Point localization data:
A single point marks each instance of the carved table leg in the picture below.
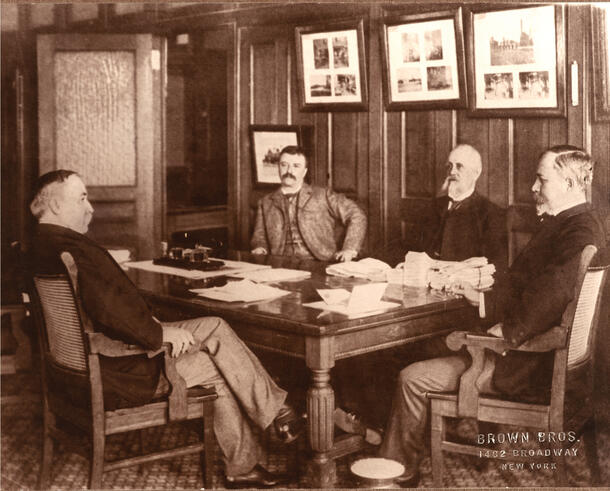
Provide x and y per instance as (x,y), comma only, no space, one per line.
(321,470)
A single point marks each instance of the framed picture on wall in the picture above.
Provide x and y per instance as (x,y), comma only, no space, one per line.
(423,57)
(331,66)
(517,62)
(600,43)
(266,143)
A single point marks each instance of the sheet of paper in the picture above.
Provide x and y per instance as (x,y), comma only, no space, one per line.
(230,267)
(366,297)
(363,298)
(273,275)
(241,291)
(334,295)
(342,308)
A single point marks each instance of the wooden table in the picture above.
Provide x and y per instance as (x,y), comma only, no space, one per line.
(285,326)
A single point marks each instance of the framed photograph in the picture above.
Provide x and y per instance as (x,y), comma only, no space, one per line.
(517,61)
(600,43)
(266,142)
(331,67)
(423,58)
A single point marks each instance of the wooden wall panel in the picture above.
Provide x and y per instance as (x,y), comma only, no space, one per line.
(345,153)
(419,162)
(531,138)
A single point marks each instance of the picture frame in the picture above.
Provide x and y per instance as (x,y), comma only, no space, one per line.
(331,66)
(600,46)
(517,62)
(266,142)
(423,61)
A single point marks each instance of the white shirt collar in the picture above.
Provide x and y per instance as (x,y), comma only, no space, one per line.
(463,196)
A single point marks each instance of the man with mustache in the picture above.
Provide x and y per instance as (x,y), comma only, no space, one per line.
(528,301)
(306,221)
(463,223)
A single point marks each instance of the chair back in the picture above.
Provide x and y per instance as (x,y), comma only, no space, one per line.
(61,321)
(583,312)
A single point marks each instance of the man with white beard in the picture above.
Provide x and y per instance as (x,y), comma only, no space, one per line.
(464,223)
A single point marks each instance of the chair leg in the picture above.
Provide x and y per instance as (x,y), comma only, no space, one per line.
(437,435)
(591,452)
(97,458)
(44,478)
(209,442)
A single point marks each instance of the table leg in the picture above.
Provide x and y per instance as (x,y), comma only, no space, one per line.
(321,469)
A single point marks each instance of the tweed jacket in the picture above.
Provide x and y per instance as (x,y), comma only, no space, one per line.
(113,304)
(538,288)
(328,222)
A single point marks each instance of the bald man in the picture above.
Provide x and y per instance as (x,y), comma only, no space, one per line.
(463,223)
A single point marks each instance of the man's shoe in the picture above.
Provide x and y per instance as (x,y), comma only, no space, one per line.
(258,477)
(288,425)
(351,423)
(408,481)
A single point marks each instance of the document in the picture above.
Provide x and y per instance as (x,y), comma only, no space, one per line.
(363,298)
(273,275)
(241,291)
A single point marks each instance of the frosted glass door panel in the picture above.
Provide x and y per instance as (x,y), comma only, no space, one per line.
(95,98)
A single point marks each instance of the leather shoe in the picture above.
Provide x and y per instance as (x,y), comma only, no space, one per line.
(408,481)
(351,423)
(258,477)
(288,425)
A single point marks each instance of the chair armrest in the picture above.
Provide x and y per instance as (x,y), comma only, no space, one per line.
(178,402)
(101,344)
(457,339)
(177,399)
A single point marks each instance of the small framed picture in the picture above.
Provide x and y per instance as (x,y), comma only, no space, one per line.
(600,44)
(517,62)
(331,67)
(266,142)
(423,58)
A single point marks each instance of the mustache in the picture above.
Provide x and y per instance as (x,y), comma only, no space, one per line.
(448,179)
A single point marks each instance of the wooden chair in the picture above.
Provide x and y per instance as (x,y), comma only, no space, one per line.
(70,351)
(570,407)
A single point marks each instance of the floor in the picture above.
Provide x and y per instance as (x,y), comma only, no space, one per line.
(21,444)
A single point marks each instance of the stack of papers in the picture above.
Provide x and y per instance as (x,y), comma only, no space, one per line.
(416,268)
(363,298)
(230,267)
(273,275)
(421,270)
(368,268)
(475,271)
(241,291)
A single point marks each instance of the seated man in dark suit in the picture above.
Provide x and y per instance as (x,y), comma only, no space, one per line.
(463,223)
(208,351)
(529,301)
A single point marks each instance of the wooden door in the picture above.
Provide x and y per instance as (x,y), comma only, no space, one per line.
(100,114)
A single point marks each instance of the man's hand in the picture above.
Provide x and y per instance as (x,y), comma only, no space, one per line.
(468,291)
(180,339)
(345,255)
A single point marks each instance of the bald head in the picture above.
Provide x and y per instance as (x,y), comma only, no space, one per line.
(463,169)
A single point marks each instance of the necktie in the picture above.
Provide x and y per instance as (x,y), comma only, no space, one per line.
(453,204)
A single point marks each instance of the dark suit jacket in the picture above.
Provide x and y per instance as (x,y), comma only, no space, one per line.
(328,222)
(476,227)
(538,288)
(113,304)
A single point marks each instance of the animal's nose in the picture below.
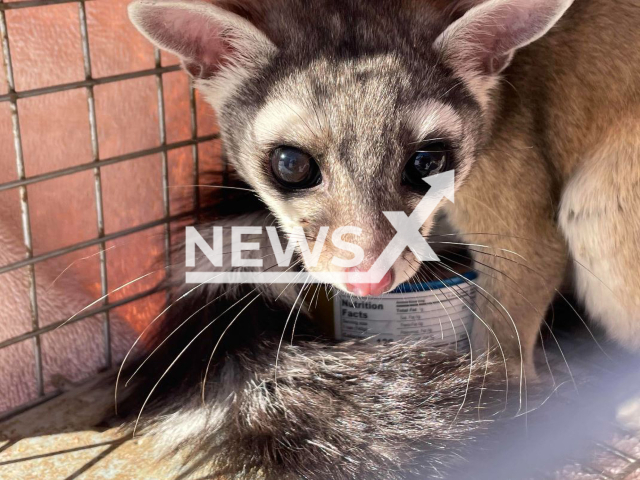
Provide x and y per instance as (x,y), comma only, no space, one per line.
(370,289)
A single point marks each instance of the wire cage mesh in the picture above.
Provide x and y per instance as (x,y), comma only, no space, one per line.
(84,20)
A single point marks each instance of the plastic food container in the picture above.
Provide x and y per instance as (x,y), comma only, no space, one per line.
(440,311)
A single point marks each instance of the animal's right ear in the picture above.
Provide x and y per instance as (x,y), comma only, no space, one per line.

To do
Of the lines in the data, report each one containing the string "door".

The answer
A single point marks each instance of the frosted glass door panel in the picture above.
A single point marks each instance of the wooden door in the picture above.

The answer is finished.